## What this task involves
Leaving the pictures aside, repeat every line below exactly.

## Recorded information

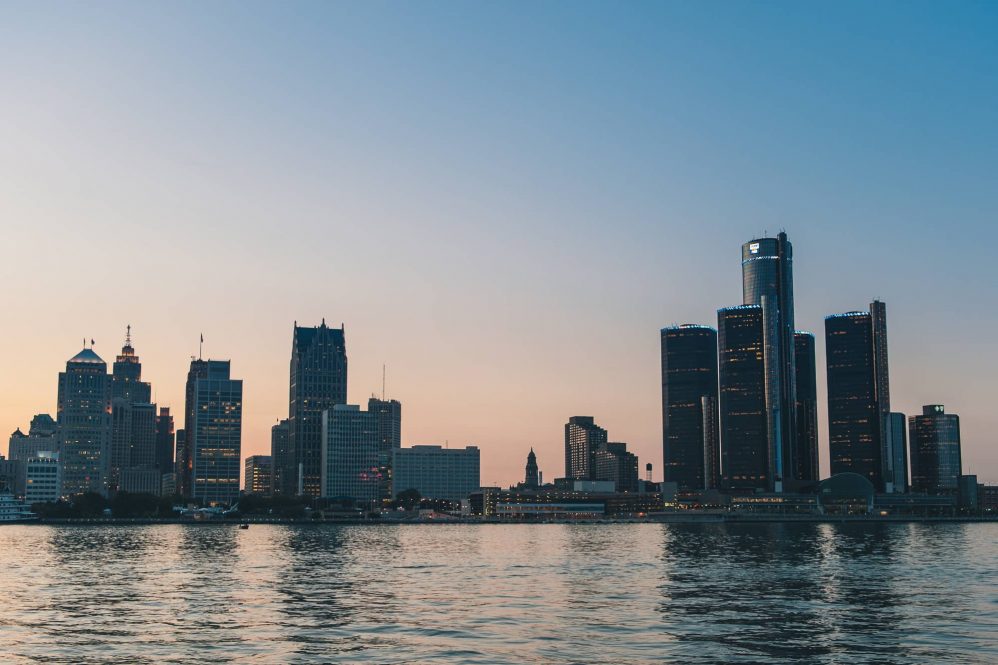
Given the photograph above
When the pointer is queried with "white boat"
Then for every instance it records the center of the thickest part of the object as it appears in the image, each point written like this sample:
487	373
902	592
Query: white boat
12	510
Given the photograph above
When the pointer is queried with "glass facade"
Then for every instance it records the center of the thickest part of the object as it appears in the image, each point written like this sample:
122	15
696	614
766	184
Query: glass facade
583	437
318	382
746	457
767	281
689	406
805	457
936	460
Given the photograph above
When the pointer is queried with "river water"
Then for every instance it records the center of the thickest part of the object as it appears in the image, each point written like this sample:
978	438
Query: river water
614	593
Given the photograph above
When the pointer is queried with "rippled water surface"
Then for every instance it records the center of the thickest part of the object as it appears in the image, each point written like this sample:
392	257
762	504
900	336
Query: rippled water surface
626	593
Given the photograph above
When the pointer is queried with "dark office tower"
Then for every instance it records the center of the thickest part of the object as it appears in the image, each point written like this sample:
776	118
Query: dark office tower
84	423
805	457
935	451
280	450
615	464
689	406
389	418
185	455
767	281
215	440
748	460
583	438
897	437
133	417
164	441
858	400
318	381
531	480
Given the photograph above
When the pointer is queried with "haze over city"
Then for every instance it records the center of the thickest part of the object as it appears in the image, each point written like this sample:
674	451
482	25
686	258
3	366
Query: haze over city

## Solution below
Given the photograph above
When the pointer is queried with "white boat"
Then for every instance it records the center of the thickest part of the object as it appears in the image, each point written like this sample:
487	373
902	592
Query: white boat
12	510
Given the photograph above
When the pointer is queried with "glass facade"
Then for every instance it records the center of the thickest part of the object as it appears in the image, each point written like this sample:
122	15
696	614
766	184
Query: glass facade
583	437
318	382
746	457
767	281
689	406
805	457
936	460
Given the photograph above
When the pointer is queried with "river water"
Then for every instance it records the center of the thickest part of the object as it appears in the image, each point written like this sample:
978	438
Query: river water
614	593
Given the photograph above
When the pointer is queried with "rippled water surface"
Then for every instance it records the center of the thickest part of the object as it appears in the image, each point written like this sample:
392	257
762	504
900	336
Query: rippled water surface
626	593
Given the photograph above
When the pointer is queried with "dark office tower"
Then for every instance it records the center of the thickest part of the object as it appears in the image, each point written like this sample:
776	118
Query: dark office tower
84	423
805	457
935	451
280	450
615	464
689	406
389	418
185	455
767	281
215	440
748	460
583	438
897	437
133	417
164	441
858	400
318	381
531	480
Given the photograph above
When the pointer is queried with "haze over city"
Then for every instance it records the center of the thickest part of the object as it appears in the image, each point written like this sample:
674	451
482	25
686	258
3	366
Query: haze over city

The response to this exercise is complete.